### DIRECTIONS
Pick out every line in the items below that contains the word "apartment", and copy those lines in order.
━━━━━ INPUT ROWS
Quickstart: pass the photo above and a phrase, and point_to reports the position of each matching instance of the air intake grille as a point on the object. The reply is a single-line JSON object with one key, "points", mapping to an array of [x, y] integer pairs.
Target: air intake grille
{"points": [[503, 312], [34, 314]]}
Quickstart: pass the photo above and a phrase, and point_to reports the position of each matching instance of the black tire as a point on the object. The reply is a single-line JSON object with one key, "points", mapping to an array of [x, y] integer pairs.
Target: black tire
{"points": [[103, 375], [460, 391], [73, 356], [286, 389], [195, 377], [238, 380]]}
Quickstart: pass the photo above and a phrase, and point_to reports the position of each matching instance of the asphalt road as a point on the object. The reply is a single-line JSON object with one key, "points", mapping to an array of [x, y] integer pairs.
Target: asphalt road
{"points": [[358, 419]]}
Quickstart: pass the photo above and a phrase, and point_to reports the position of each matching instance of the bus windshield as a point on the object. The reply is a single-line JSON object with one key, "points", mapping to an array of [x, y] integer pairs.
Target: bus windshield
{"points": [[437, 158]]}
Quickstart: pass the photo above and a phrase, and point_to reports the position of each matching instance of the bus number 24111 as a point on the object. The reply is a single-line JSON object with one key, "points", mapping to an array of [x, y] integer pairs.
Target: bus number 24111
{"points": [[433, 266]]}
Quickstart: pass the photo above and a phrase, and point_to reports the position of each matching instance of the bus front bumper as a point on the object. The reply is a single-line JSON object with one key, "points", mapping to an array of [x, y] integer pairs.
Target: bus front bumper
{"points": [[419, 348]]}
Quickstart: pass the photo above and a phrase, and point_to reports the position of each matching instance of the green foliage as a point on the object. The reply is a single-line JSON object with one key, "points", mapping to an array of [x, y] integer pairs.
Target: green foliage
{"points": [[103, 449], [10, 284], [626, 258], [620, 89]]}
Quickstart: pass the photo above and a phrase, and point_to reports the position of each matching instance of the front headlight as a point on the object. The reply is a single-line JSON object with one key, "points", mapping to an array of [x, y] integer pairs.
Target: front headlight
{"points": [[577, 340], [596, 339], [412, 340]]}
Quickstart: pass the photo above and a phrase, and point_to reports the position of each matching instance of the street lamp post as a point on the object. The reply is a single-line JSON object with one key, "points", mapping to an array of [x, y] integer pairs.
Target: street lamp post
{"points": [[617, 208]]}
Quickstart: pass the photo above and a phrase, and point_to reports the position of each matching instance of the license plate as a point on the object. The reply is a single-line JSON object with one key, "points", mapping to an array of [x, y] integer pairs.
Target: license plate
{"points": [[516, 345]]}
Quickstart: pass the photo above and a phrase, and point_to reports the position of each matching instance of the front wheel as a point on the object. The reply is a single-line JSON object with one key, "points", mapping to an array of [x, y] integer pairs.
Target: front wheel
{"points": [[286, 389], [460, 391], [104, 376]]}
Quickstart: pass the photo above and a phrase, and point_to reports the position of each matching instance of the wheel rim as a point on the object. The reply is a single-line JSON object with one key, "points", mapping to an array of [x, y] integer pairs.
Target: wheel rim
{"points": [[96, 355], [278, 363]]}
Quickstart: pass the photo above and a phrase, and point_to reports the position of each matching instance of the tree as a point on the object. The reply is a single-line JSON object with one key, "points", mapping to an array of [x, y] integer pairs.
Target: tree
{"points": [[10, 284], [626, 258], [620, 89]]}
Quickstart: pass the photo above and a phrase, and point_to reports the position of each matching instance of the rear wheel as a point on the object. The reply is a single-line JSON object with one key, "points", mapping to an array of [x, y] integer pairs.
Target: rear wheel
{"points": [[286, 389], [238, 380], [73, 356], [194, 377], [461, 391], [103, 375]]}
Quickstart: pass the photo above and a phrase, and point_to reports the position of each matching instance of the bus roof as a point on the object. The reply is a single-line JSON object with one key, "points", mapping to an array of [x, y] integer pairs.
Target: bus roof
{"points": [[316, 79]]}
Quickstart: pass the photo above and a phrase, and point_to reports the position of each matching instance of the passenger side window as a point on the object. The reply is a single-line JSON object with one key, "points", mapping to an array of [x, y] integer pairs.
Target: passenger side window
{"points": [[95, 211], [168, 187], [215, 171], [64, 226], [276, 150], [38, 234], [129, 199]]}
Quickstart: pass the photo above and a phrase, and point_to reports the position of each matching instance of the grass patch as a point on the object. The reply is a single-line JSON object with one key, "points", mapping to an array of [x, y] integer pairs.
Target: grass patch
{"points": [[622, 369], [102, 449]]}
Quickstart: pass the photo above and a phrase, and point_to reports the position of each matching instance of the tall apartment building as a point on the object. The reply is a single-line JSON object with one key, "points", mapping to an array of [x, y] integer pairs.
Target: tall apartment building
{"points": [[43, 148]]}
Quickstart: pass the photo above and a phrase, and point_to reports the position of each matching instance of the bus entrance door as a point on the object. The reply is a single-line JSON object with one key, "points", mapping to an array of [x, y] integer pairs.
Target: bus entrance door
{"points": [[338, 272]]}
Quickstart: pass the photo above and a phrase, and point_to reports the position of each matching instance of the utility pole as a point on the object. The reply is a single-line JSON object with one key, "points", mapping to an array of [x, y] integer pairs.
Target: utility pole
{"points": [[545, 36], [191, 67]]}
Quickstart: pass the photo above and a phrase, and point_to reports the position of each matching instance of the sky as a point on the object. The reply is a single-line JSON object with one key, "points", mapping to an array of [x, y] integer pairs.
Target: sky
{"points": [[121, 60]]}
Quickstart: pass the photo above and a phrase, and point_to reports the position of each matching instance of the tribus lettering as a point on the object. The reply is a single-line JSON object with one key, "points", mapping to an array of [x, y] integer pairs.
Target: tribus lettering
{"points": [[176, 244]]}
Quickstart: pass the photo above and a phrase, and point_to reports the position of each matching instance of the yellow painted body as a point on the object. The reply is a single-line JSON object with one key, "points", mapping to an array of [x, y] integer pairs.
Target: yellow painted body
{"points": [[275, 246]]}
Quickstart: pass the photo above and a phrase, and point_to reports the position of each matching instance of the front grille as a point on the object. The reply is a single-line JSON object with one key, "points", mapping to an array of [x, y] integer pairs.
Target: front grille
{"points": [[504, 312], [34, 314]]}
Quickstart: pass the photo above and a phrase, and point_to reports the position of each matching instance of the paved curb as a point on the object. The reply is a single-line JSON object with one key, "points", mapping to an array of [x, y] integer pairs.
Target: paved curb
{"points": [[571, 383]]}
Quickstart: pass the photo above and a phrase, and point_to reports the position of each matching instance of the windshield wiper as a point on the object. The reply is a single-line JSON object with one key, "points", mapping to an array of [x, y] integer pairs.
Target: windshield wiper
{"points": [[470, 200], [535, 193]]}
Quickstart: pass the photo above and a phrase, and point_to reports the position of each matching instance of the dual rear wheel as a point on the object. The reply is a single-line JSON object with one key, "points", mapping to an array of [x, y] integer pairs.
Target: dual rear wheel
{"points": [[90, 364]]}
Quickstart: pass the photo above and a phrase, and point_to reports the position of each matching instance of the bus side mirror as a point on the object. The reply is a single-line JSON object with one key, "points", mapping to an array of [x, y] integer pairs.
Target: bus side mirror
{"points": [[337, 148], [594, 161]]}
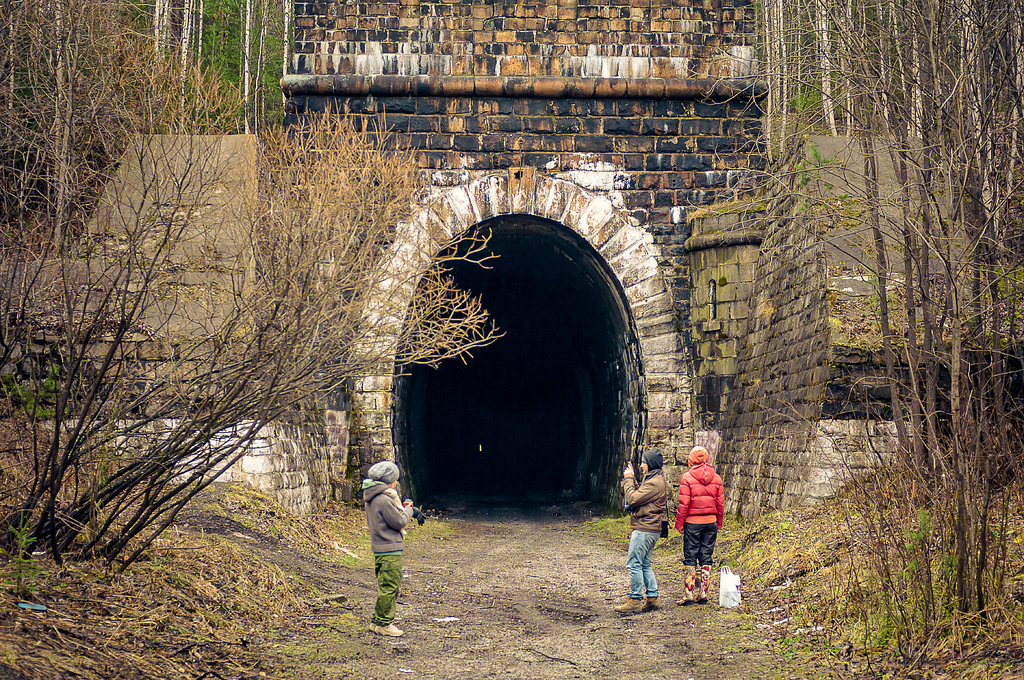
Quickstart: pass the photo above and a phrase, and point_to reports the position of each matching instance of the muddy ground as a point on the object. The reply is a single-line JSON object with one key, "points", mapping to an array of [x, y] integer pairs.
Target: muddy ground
{"points": [[512, 593]]}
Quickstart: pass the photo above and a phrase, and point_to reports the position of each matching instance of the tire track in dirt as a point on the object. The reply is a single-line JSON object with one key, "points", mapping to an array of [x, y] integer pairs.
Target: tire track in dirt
{"points": [[525, 594]]}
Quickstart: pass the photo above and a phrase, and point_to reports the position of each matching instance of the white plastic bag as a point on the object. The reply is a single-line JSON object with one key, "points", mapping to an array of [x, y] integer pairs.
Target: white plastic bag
{"points": [[728, 588]]}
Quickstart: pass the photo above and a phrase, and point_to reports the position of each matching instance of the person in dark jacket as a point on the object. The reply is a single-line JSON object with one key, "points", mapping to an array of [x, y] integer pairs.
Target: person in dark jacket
{"points": [[701, 509], [387, 516], [647, 500]]}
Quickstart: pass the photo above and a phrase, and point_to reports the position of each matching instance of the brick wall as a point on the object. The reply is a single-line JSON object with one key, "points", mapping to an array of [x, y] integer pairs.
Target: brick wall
{"points": [[647, 103], [568, 38]]}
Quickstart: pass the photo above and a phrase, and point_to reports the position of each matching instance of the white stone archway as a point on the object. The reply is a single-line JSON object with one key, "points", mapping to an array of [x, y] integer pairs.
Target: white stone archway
{"points": [[627, 248]]}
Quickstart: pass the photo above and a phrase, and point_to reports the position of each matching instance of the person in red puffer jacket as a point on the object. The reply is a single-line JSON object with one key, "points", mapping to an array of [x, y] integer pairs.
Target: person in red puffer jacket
{"points": [[701, 509]]}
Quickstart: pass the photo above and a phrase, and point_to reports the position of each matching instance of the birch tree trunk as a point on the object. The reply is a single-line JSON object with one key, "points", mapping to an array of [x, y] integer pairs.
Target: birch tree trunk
{"points": [[824, 62], [247, 66]]}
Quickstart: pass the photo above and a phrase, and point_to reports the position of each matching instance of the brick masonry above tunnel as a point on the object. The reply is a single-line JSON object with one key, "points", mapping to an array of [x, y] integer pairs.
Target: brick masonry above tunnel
{"points": [[638, 112]]}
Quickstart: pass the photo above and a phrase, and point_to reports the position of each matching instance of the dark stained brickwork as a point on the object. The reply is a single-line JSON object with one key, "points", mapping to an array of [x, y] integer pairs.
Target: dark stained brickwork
{"points": [[647, 108], [569, 38]]}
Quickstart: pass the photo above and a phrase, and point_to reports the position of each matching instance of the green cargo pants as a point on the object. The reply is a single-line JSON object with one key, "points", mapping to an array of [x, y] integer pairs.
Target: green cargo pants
{"points": [[388, 569]]}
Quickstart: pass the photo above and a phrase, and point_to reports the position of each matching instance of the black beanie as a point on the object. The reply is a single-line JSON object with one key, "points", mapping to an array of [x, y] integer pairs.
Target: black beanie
{"points": [[652, 457]]}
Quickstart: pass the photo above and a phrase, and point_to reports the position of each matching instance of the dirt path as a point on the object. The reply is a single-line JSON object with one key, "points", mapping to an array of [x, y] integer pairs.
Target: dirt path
{"points": [[513, 594]]}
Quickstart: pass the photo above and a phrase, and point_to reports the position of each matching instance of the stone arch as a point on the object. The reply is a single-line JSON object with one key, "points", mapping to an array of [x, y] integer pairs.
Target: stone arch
{"points": [[625, 248]]}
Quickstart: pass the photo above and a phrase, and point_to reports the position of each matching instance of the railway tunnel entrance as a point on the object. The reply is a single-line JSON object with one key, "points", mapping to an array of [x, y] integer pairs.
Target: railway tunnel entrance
{"points": [[548, 412]]}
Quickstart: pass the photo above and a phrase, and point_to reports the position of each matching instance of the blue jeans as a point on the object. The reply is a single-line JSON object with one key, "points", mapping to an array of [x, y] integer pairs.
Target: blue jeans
{"points": [[638, 564]]}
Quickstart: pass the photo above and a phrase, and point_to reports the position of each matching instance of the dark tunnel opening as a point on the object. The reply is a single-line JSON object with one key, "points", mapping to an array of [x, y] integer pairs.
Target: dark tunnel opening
{"points": [[548, 412]]}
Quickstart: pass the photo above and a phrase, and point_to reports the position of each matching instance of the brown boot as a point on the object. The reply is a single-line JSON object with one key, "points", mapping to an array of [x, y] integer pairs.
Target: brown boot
{"points": [[631, 606]]}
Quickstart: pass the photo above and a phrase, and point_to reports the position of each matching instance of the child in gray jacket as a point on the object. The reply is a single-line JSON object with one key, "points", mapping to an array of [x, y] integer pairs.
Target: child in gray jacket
{"points": [[387, 516]]}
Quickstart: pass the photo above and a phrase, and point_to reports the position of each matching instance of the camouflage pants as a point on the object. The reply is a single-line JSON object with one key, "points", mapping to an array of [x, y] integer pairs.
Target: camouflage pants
{"points": [[388, 570]]}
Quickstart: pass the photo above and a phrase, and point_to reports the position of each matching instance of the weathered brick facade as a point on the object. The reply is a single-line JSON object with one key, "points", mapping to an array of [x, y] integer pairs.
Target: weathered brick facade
{"points": [[637, 112]]}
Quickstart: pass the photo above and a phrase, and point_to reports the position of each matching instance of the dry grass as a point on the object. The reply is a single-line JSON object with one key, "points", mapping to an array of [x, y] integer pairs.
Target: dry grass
{"points": [[198, 605], [808, 575]]}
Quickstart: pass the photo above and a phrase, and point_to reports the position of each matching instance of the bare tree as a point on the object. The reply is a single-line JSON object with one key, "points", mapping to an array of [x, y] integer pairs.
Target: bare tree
{"points": [[933, 88], [135, 385]]}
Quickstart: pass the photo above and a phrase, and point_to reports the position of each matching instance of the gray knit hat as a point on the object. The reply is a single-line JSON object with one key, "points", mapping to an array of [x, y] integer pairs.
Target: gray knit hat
{"points": [[385, 471]]}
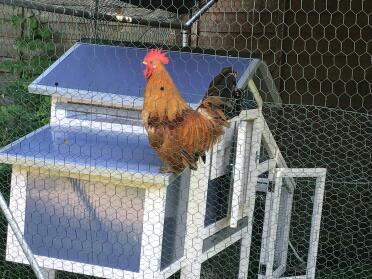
━━━━━━━━━━
### SOLUTION TO THE PROBLEM
Quickstart: pass the photo above and a phrase, and point_to reports the position of each matching instance of the tall apartment building as a point on the object. The reply is a single-line JSON object with one key, "points", mapping to an array of [x, y] integer pairs.
Target: tall apartment building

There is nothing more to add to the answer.